• [Study text]:

Hi zero,
Thank God (& Michelle) for this board!! ... at least to be able to converse with people you do understand where you are coming from about working on your M ... but I, too, can relate to what you are saying. I had only leaned on my Sis for support during the rough times. Since she went thru a D from a abusive H, I did have to run thru much of what she said with a filter ... and now that we are piecing, I rarely talk about it with Sis, because I think she would she me as being a doormat.

You are keeping the lines of communication open with H and I think its great that you talked to him when wanting to hear a friendly voice. I hope you actually used those words on him? It wouldn't hurt to even thank him for being there as a friendly voice and how that was a comfort to you. Its that kind of conversing that helps build a high level of emotional connection.

It made me smirk to read about the banter you & your H has about your C. It creates a commonality the two of you share that allows you to raise a level of levity that can overshadow the anxious thoughts for both of you about working thru these tough issues with C.

• [Data section]:
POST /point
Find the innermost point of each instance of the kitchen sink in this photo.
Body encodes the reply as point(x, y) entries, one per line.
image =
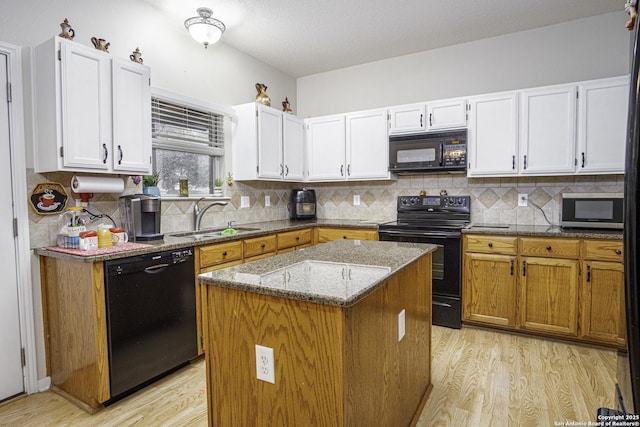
point(204, 234)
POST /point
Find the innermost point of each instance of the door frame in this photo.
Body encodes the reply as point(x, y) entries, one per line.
point(21, 212)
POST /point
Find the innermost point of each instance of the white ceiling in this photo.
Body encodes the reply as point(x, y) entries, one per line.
point(302, 37)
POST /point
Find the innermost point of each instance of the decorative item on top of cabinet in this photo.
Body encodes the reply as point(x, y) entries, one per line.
point(136, 56)
point(100, 44)
point(286, 106)
point(67, 32)
point(262, 96)
point(94, 110)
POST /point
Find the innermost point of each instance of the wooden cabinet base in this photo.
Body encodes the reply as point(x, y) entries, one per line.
point(337, 366)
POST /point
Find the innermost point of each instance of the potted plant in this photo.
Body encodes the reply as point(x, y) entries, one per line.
point(150, 184)
point(217, 189)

• [Work instruction A]:
In the forum reply, who is the one person the writer had leaned on for support during the rough times?
• [Work instruction B]:
Continue the forum reply about working on a marriage, starting right after its last sentence.

• [Final answer A]:
The writer's sister, referred to as "Sis."

• [Final answer B]:
Quote:

There is something that I wish my H would do when we're in therapy. I wish he'd sit closer to me and/or touch my hand (arm, shoulder) while we're there. His body language tends to be very guarded as though he's prepared to do battle with me ... <SNIP> Yup, I definately don't like that woman. I think she is doing a good job at helping us work through tough conversations, but I'm not too certain that she's the one who will see us through.


Could be his guard is up because he is not comfortable with C either? I know when we went to C, she deliberately sat us distantly apart and I know I was guarded against C as I didn't trust her to take sides and turn on me. It wouldn't suprise me if your H tried to guard against this too.